Recast every line of the rows below as a JSON list of strings, one string per line, with blank lines dropped. Leave the pictures out of the answer.

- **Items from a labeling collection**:
--*--

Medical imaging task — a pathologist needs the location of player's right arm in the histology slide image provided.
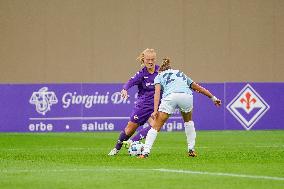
[120,70,143,98]
[190,82,221,106]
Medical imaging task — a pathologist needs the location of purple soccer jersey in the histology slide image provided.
[123,65,159,125]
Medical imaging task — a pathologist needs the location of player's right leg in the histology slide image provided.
[108,121,139,156]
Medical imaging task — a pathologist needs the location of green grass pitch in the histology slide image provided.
[0,130,284,189]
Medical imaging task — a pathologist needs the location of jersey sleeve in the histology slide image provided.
[154,74,161,85]
[123,70,143,90]
[187,77,193,88]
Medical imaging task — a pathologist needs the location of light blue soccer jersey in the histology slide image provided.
[154,69,193,98]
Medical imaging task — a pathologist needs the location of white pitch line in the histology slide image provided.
[0,168,284,181]
[154,169,284,181]
[29,117,182,121]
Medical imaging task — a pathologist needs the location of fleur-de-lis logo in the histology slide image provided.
[30,87,58,115]
[227,84,270,130]
[240,92,256,110]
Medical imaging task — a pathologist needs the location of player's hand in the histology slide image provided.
[120,89,128,99]
[211,96,222,107]
[151,111,158,120]
[214,99,222,107]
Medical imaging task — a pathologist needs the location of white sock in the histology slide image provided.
[143,128,158,154]
[184,121,196,150]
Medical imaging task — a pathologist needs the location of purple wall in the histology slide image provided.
[0,83,284,132]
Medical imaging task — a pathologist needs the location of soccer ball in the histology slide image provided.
[128,141,144,156]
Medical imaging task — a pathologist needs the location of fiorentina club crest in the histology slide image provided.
[227,84,270,130]
[30,87,58,115]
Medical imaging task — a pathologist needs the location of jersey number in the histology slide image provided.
[163,72,187,85]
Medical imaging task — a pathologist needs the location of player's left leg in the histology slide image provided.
[123,108,154,148]
[140,112,170,158]
[131,116,154,141]
[178,94,196,157]
[108,121,139,156]
[181,111,197,157]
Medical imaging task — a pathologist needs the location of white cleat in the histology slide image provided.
[108,148,119,156]
[122,140,133,149]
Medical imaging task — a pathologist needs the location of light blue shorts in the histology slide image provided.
[159,93,193,114]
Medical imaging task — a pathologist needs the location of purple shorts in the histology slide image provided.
[130,104,154,126]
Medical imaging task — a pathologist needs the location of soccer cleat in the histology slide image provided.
[188,150,197,157]
[138,154,149,159]
[122,140,132,149]
[108,148,119,156]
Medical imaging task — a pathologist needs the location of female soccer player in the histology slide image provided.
[108,49,159,156]
[140,59,221,158]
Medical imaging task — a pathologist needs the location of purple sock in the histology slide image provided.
[131,126,151,141]
[115,131,131,150]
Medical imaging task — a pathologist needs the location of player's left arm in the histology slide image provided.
[190,82,222,106]
[151,84,161,119]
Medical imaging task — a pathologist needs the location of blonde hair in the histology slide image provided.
[159,58,171,72]
[136,48,156,65]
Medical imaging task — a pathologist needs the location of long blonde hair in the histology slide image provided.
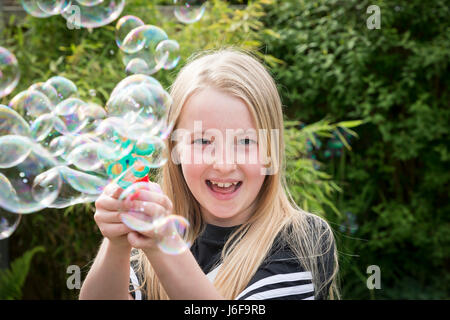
[131,48,339,299]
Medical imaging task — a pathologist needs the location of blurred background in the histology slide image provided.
[0,0,450,299]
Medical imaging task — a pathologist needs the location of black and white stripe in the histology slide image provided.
[236,271,314,300]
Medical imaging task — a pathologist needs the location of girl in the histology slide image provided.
[80,49,339,300]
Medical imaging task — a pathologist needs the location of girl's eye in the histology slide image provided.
[239,138,256,145]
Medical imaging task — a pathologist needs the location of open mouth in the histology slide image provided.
[206,180,242,194]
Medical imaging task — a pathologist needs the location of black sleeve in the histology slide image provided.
[236,245,314,300]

--*--

- **Solved problem**:
[
  "Medical imaging task — a pathologist needs the location of player's right arm in the histology slide image provided.",
  "[120,70,143,98]",
  "[190,82,221,106]",
  "Medical imaging task — a pathologist needs the location of purple soccer jersey in the histology slide image provided.",
  "[123,65,159,125]",
  "Medical imaging task — a pathologist needs the location of player's right leg in the histology slide image provided.",
  "[108,121,139,156]",
  "Medical imaging task — a pathologist needs the location of green grass pitch in the histology slide image provided.",
  "[0,130,284,189]",
  "Medical imaging task — a pathologist needs the location of jersey sleeve in the histology slide image provided.",
  "[154,74,161,85]",
  "[123,70,143,90]",
  "[187,77,193,88]",
  "Medical imaging task — a pathologist needs the location of light blue soccer jersey in the histology slide image provided.",
  "[154,69,193,98]",
  "Medical imaging task — a pathologist needs the location of white pitch line in the histology slide image provided.",
  "[0,168,284,181]",
  "[154,169,284,181]",
  "[29,117,182,121]",
  "Medical imaging task — a pathologist needs the location of fleur-de-lis logo in the histology slide image provided.",
  "[30,87,58,115]",
  "[227,84,270,130]",
  "[240,92,256,110]",
  "Medical imaging task — a pathologist needs the location of player's hand in the histology slide image provided.",
  "[120,89,128,99]",
  "[211,96,222,107]",
  "[151,111,158,120]",
  "[214,99,222,107]",
  "Medical imaging task — a pathologist needs the location of white sock in the histology slide image provided.",
  "[143,128,158,154]",
  "[184,121,196,150]",
  "Medical imaging task — a pathologist needs the location of purple wall in the histology slide image provided.",
  "[0,83,284,132]",
  "Medical imaging task — a pathologist needs the location of soccer ball in the histology slide image provided.",
  "[128,141,144,156]",
  "Medical imaging task — a pathologist needs the location of fiorentina club crest in the histology slide image provided.",
  "[227,84,270,130]",
  "[30,87,58,115]",
  "Medical imaging task — a pathologist needs the location of jersey number in the histology slide image provided.",
  "[163,72,187,85]",
  "Medical imaging task — a pathologist needs the location of player's left leg in the histology slide image provided.",
  "[123,108,154,148]",
  "[140,112,170,158]",
  "[131,116,154,141]",
  "[178,94,196,157]",
  "[108,121,139,156]",
  "[181,111,197,157]",
  "Medical imaging task — a pathologist needs the location of white cleat in the histology slide image provided.",
  "[108,148,119,156]",
  "[122,140,133,149]",
  "Medical imaging task — a pathologist needs the location of light blue shorts in the histology slide image provided.",
  "[159,93,193,114]",
  "Medical imaging task — a pathologist needs the location of purple shorts in the histology slide image provided.",
  "[130,104,154,126]",
  "Medical imaging task — a pathologist needs the location of soccer cleat in the histology slide image provided.",
  "[188,150,197,157]",
  "[138,154,149,159]",
  "[122,140,132,149]",
  "[108,148,119,156]",
  "Medical imaging task — a pathologist needs the location of female soccer player in the histology slide image provided.",
  "[108,49,159,156]",
  "[140,59,221,158]",
  "Medical imaging task — a pathologist needs the location of purple sock in the histology slide image provided.",
  "[131,126,151,141]",
  "[115,131,131,150]",
  "Medical imaging task — a pathologist needs the location of player's left arm in the histology slide image provided.",
  "[190,82,222,106]",
  "[151,84,161,119]",
  "Medical imaging task — a pathologist needs the location of blonde hair in the histology slide image provided.",
  "[159,58,171,72]",
  "[136,48,156,65]",
  "Medical imaging task — a pathologist needs the location of long blonde hair in the histology slide image provided.",
  "[131,48,339,299]",
  "Medical imaging task — a pathologist needs the location of blurred background in the histology slide image provided.",
  "[0,0,450,299]",
  "Medical imaging task — a pathologist needs the location of black and white stripe in the histology slide image provided.",
  "[236,271,314,300]",
  "Medical imaging task — a pathologist needs the location of girl in the histology slide image provided.",
  "[80,49,339,300]",
  "Medical imaging task — a pathologist needs the location of girl's eye in the histology slide image provided.",
  "[239,138,256,145]",
  "Medical imaging task — a pathologist needs the location of open mouth in the histology slide image provided.",
  "[206,180,242,194]",
  "Medical imaging task — a pathologist needs the location of black sleeve in the histology slide image provided.",
  "[236,245,314,300]"
]